DATASET EXCERPTS:
————

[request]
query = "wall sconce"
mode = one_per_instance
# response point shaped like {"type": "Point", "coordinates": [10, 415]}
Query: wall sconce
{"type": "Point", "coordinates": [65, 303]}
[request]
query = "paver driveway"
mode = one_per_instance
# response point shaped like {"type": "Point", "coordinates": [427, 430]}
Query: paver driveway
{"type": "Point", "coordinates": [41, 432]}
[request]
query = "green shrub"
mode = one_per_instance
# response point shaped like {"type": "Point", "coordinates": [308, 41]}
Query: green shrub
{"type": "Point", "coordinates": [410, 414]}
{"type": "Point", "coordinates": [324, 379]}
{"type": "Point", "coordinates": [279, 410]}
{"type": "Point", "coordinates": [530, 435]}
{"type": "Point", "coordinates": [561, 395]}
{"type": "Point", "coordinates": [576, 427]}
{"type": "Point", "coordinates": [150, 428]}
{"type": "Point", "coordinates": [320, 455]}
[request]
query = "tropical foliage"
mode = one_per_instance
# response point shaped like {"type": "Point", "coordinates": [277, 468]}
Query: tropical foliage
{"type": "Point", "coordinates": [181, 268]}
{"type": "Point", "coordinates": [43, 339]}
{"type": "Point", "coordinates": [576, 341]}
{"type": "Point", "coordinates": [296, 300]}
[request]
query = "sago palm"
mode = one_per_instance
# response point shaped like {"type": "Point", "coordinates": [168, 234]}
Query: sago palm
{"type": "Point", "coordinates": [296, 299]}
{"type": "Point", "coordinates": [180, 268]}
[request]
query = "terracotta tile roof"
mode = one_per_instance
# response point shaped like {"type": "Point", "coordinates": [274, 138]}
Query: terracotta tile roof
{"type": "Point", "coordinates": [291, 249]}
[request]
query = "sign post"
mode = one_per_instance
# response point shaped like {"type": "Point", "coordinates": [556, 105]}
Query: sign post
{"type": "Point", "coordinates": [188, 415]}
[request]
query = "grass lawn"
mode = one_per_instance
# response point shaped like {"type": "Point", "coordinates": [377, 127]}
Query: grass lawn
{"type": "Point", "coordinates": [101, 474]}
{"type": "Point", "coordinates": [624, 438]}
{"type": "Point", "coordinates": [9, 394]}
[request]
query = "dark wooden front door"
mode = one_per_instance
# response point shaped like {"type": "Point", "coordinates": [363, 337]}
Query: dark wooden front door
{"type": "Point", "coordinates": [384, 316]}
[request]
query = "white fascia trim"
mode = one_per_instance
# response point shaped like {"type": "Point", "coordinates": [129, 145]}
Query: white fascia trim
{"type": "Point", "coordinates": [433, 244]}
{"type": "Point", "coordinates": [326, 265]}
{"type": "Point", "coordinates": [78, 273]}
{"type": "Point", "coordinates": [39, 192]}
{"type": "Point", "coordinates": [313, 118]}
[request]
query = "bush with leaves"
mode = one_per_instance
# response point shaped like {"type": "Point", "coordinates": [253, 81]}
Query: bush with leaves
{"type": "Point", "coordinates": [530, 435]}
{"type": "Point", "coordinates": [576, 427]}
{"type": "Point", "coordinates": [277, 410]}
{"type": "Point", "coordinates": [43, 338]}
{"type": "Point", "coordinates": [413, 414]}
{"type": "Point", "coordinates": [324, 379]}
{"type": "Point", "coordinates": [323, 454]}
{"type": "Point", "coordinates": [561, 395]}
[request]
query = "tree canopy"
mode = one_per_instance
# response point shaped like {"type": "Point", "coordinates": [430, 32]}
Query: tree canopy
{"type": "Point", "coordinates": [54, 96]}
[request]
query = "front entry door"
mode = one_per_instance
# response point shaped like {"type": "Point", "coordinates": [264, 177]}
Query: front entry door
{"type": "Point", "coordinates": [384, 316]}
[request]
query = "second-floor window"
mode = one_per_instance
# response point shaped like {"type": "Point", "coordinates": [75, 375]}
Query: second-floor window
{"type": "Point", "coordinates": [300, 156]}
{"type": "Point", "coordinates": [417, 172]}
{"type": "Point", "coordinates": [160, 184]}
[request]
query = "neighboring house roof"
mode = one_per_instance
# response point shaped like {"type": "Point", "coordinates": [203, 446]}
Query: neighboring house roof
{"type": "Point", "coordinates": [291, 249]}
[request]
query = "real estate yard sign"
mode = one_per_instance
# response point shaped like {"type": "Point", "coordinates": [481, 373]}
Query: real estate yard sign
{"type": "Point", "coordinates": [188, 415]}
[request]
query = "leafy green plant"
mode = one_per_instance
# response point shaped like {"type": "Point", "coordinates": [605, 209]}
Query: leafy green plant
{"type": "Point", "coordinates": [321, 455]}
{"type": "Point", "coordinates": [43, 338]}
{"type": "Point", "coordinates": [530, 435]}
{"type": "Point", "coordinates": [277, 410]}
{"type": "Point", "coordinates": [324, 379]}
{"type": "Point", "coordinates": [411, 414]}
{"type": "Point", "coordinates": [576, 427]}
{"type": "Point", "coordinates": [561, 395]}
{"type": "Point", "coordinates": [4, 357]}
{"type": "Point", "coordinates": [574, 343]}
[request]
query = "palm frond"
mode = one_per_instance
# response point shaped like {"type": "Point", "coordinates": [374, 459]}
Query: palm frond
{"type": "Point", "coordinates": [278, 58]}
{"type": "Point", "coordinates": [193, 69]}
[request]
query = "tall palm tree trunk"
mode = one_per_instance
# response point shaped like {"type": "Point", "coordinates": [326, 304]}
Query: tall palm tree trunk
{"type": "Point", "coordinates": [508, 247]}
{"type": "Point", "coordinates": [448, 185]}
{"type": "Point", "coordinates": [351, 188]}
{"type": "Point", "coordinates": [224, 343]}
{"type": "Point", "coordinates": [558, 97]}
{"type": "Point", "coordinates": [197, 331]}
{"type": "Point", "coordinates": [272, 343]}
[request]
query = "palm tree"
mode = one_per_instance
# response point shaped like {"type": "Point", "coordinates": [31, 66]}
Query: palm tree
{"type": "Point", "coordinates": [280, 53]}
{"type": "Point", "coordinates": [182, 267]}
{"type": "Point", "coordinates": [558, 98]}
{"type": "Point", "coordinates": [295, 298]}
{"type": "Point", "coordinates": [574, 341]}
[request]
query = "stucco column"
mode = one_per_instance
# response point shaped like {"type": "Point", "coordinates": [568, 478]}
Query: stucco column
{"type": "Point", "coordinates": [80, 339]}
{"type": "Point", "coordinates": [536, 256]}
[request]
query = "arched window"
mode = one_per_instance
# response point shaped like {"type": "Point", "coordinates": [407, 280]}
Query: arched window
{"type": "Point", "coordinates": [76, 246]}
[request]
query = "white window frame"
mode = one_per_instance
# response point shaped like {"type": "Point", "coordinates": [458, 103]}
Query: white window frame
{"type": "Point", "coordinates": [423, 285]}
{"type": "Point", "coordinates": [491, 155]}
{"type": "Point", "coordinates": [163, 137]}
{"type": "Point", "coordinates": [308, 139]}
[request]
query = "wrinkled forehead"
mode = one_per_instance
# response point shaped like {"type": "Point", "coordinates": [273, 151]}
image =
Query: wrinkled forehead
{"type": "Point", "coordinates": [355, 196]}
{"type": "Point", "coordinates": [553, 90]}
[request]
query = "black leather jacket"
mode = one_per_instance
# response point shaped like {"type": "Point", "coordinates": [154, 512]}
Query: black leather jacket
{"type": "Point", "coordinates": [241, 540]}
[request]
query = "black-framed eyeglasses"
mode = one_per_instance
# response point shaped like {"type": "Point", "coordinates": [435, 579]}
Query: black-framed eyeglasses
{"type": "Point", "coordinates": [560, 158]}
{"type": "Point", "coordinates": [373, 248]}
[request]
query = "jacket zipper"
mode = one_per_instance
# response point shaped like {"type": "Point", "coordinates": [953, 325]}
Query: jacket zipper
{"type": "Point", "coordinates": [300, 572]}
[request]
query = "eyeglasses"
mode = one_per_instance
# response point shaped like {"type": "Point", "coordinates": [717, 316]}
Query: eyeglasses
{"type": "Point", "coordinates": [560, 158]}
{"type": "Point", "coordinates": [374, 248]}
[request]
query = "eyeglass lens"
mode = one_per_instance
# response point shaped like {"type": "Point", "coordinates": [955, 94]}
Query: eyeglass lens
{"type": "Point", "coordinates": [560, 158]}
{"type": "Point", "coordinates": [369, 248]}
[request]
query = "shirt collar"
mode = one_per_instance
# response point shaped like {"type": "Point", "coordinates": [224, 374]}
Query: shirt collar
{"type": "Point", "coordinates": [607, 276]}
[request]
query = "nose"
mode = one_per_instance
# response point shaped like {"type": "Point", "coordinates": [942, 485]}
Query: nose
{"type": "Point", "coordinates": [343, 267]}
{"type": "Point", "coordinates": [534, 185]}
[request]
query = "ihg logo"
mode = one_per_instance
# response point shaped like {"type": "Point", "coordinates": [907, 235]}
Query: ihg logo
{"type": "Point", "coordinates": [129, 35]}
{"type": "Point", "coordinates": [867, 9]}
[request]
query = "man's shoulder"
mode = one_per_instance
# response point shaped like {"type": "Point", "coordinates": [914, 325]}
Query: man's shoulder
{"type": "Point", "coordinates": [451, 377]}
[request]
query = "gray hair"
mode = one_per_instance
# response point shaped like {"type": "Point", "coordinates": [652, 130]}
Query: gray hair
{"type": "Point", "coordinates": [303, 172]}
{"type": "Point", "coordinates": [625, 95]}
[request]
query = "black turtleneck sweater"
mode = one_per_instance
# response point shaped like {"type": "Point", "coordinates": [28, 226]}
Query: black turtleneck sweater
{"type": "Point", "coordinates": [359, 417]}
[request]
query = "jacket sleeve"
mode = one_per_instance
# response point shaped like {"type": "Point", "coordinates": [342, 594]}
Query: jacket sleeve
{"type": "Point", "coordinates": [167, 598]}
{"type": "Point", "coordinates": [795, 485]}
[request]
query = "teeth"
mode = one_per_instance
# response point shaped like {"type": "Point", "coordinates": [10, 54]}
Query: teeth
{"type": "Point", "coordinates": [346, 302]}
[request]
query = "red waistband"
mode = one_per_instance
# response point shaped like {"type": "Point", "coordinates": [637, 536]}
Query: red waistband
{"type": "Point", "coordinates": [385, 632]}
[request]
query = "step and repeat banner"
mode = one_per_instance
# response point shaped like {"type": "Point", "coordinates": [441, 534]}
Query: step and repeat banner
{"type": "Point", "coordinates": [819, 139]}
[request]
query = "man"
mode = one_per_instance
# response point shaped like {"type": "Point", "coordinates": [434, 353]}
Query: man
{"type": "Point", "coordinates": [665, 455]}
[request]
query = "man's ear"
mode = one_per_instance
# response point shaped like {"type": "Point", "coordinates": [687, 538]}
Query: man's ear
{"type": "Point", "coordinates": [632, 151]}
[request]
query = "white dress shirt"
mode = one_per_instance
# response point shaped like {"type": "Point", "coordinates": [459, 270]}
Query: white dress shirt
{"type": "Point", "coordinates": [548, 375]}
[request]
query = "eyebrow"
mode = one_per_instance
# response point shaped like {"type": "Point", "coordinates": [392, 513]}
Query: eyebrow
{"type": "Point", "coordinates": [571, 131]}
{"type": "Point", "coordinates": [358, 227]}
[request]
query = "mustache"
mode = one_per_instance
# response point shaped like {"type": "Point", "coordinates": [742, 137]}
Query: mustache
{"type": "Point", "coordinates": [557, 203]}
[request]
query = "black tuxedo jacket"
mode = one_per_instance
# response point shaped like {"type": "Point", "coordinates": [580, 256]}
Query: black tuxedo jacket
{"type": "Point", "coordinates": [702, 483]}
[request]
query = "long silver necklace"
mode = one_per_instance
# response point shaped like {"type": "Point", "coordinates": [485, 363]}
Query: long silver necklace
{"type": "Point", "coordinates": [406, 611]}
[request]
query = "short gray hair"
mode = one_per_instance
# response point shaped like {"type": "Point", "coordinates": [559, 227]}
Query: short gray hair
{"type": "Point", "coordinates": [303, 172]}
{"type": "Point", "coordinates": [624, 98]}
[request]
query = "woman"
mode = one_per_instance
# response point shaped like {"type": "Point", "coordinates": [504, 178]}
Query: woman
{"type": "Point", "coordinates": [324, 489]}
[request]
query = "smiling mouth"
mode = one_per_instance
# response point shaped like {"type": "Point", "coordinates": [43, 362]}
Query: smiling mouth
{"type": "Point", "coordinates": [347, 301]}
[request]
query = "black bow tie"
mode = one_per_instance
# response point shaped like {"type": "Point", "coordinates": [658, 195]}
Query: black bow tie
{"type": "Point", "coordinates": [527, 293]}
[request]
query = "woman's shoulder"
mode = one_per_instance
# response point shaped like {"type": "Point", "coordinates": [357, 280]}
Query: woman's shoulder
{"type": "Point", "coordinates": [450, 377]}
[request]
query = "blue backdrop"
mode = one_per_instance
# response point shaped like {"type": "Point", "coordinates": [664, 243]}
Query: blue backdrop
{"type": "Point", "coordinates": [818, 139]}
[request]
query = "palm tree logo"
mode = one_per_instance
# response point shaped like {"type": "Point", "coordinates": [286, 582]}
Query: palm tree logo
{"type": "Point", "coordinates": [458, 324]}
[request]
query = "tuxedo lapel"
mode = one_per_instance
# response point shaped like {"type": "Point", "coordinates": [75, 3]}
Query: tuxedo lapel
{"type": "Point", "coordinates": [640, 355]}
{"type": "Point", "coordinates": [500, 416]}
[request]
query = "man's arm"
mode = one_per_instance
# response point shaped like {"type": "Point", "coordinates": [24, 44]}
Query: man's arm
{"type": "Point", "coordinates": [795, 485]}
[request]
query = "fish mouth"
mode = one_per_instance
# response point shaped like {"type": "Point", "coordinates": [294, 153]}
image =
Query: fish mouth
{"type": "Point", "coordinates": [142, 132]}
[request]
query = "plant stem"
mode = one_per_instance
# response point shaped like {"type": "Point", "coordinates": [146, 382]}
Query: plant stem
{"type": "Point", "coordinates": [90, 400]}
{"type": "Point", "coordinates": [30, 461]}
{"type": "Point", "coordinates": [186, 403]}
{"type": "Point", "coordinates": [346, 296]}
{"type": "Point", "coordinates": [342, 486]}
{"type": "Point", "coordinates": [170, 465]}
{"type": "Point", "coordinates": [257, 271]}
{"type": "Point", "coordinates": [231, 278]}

————

YOUR TASK:
Which lines of the material contain the word "plant"? Extract each of them in full.

EXERCISE SOLUTION:
query = "leafy green plant"
Query: leafy green plant
query = "plant stem"
Query: plant stem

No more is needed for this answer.